# [Dataset entries]
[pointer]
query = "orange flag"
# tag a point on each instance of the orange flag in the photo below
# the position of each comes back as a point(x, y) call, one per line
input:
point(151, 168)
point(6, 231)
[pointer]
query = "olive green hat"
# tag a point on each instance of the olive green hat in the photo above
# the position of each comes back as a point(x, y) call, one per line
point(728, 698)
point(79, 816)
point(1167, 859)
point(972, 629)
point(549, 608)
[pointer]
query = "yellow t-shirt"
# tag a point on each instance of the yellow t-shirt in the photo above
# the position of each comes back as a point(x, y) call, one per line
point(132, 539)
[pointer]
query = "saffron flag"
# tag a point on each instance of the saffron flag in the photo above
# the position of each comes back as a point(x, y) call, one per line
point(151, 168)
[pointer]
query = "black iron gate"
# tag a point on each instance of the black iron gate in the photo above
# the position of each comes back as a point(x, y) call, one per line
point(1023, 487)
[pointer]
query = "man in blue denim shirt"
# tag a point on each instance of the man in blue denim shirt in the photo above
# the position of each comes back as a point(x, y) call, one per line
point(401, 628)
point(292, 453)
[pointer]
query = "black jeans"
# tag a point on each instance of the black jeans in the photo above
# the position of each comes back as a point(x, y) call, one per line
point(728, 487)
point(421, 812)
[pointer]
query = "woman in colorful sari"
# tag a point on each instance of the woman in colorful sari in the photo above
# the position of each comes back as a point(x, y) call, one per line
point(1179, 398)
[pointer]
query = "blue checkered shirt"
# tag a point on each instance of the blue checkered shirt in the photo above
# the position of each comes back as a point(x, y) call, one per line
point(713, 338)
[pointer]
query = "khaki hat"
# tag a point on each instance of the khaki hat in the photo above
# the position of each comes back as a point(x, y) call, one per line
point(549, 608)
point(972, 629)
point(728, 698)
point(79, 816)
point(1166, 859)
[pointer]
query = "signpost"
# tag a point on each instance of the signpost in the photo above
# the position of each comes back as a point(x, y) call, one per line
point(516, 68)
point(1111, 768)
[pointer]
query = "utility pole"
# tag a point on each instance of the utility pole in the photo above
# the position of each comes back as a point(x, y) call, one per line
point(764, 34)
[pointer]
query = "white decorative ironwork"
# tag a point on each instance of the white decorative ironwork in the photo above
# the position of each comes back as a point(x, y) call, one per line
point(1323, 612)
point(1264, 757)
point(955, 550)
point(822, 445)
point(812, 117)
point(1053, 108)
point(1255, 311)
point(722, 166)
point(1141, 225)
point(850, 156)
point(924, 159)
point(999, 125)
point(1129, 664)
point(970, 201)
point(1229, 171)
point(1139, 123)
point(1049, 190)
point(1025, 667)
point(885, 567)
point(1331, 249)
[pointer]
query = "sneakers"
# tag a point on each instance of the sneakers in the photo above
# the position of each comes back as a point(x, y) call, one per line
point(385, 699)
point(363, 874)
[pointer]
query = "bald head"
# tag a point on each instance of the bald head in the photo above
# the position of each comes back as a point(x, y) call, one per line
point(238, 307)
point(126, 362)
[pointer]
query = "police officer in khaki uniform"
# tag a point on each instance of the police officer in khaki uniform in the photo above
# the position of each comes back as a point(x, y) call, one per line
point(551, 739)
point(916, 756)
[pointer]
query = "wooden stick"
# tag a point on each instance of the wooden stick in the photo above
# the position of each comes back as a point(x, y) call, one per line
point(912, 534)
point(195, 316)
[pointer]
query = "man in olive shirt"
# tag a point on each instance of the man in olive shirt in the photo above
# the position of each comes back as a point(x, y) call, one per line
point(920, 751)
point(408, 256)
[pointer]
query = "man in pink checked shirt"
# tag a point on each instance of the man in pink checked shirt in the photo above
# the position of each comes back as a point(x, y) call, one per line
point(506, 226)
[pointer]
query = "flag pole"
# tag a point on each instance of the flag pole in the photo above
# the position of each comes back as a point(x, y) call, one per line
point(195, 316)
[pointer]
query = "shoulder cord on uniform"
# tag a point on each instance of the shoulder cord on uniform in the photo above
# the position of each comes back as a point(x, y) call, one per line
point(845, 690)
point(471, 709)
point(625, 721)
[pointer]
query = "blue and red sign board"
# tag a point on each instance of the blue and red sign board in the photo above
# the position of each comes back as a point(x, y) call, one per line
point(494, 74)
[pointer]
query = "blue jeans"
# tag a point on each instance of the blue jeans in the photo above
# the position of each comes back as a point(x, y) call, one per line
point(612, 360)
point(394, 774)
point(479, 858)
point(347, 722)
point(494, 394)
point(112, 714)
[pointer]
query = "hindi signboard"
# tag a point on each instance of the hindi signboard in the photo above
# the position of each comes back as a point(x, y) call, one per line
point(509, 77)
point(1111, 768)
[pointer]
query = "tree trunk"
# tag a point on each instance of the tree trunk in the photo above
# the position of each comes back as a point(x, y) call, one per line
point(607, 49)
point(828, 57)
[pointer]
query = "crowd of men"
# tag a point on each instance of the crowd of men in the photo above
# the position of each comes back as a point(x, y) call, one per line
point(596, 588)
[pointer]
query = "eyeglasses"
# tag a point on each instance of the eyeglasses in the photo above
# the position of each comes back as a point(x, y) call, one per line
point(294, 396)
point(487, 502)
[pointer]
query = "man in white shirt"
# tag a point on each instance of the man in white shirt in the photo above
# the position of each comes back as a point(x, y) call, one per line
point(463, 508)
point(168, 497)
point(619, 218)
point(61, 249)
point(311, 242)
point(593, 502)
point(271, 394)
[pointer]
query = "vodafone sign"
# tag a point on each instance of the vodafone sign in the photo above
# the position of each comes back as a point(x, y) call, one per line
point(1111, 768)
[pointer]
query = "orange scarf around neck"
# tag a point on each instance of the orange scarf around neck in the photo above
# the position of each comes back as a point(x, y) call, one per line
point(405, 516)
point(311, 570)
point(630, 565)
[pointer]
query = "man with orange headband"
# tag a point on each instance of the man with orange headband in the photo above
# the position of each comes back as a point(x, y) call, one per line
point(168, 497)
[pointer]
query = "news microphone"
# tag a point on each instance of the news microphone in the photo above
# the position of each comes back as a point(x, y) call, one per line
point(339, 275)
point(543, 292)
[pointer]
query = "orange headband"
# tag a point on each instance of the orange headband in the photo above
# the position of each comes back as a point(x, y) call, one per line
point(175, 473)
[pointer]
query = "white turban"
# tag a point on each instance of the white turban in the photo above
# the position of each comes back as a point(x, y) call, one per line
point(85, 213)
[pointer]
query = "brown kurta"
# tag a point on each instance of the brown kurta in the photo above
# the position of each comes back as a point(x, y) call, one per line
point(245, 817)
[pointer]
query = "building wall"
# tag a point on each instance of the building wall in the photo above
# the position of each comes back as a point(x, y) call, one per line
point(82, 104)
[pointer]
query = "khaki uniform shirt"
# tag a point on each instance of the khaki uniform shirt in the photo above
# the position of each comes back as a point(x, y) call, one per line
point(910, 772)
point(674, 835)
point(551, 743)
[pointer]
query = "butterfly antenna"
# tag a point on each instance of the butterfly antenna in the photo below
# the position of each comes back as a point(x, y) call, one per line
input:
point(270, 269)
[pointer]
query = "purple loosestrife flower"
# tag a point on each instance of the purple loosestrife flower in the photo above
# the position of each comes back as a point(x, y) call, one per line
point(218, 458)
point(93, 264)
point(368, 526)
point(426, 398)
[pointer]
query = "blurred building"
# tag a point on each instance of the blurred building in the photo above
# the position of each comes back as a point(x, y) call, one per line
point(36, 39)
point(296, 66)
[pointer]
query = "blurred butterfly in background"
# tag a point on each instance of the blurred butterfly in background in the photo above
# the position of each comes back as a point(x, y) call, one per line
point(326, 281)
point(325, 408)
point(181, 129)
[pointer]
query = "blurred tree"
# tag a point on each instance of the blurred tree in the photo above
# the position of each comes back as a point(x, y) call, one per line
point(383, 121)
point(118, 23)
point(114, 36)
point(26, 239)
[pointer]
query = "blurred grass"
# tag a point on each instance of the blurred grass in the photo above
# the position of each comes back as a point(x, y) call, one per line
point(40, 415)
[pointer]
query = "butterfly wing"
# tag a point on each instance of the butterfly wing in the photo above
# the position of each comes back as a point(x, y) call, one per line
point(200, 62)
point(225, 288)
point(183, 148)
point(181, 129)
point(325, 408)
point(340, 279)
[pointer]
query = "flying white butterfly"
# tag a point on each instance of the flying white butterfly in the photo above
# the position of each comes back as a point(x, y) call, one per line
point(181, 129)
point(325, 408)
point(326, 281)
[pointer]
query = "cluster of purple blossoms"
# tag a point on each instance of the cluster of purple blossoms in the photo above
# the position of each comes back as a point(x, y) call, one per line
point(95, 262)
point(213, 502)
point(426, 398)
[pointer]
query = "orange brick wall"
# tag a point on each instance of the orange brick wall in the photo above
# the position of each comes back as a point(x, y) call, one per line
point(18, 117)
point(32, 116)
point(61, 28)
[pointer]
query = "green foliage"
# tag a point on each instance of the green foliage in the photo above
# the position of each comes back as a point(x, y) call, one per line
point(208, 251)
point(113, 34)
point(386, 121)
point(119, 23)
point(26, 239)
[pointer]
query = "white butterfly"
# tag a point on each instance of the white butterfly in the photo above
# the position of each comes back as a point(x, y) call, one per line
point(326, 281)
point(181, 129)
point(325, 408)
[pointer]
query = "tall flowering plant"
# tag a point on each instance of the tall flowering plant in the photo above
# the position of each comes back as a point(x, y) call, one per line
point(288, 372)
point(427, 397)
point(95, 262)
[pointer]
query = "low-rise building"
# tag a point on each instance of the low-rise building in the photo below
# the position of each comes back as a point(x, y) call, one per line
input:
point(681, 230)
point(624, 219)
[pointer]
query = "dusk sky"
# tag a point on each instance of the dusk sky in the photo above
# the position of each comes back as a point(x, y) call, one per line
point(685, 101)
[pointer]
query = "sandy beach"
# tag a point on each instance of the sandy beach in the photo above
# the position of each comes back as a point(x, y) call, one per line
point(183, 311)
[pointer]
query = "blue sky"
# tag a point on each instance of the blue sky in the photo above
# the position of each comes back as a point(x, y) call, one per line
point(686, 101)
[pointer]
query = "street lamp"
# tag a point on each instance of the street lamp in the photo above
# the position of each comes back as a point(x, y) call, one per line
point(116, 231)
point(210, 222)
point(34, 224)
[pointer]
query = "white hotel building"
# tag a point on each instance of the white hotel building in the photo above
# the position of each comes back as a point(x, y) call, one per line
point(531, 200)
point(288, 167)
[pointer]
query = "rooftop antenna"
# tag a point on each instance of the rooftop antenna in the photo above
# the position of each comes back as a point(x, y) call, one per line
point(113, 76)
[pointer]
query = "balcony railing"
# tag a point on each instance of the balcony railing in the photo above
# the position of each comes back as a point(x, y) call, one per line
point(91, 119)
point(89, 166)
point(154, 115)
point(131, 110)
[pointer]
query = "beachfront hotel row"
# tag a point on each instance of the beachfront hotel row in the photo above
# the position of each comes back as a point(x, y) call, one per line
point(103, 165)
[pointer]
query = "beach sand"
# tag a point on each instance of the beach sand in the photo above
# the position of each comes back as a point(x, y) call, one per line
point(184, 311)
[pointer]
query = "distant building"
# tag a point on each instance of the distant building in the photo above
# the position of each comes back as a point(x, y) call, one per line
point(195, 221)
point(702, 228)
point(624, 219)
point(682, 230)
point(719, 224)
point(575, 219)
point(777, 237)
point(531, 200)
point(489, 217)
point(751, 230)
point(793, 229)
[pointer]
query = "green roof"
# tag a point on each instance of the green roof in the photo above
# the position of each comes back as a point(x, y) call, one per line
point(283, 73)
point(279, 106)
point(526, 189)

# [Required action]
Using the entries, count the lines that hold the string "hotel"; nothing but the number is needed.

# [Output below]
4